:: To be done ::
Rewrite only the lines starting with the line containing "Task: locate every instance of the cloud" and going on through the line containing "<point>855,824</point>", requests included. Shift both coordinates of every answer point by -85, and leave the sample points inside the requests unchanged.

:: Given data ::
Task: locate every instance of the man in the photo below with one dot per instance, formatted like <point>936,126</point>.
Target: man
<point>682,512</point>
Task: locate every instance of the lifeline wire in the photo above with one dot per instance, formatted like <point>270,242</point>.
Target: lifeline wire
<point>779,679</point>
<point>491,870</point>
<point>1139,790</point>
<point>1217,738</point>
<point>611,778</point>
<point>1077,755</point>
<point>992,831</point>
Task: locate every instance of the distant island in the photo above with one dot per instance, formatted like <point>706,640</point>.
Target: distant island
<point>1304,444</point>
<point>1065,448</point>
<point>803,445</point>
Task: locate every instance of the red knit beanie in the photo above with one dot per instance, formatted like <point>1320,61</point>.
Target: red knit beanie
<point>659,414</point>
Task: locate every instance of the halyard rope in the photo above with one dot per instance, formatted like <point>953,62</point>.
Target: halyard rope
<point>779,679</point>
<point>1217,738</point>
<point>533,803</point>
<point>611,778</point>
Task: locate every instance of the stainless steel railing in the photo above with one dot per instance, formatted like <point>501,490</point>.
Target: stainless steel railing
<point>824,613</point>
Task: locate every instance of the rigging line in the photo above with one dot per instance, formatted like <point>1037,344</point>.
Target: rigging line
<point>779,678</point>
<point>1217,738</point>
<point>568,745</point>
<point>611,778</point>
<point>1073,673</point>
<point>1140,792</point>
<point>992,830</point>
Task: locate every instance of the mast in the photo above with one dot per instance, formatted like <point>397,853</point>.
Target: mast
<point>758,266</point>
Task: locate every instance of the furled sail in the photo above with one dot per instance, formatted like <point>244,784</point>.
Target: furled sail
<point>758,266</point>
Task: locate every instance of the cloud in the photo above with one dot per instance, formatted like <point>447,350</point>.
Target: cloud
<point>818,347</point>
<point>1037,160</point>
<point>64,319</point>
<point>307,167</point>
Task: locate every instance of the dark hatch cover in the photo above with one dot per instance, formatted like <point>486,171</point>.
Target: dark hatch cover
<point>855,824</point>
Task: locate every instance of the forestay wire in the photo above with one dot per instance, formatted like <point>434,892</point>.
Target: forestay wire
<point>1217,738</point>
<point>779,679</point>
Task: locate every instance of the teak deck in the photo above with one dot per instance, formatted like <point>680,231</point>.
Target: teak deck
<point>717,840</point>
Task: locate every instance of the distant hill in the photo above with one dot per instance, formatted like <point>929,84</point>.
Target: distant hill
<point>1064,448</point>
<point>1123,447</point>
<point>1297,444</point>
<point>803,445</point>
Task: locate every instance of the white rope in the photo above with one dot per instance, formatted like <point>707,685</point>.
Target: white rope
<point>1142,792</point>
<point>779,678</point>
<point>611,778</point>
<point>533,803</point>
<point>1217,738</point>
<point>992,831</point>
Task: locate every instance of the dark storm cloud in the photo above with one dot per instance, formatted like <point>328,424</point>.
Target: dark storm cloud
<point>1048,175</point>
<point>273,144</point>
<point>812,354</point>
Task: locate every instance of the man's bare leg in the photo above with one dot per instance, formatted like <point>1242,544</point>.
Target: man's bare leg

:: Answer in full ::
Task: locate every instance of the cloud in the photo above with one dot per instance, formatted like <point>447,350</point>.
Target: cloud
<point>733,262</point>
<point>952,75</point>
<point>-21,234</point>
<point>222,82</point>
Task: locate every instance of the dark hatch cover in the photo above with one dot per instance, formatted like <point>486,171</point>.
Target: dark hatch cover
<point>770,739</point>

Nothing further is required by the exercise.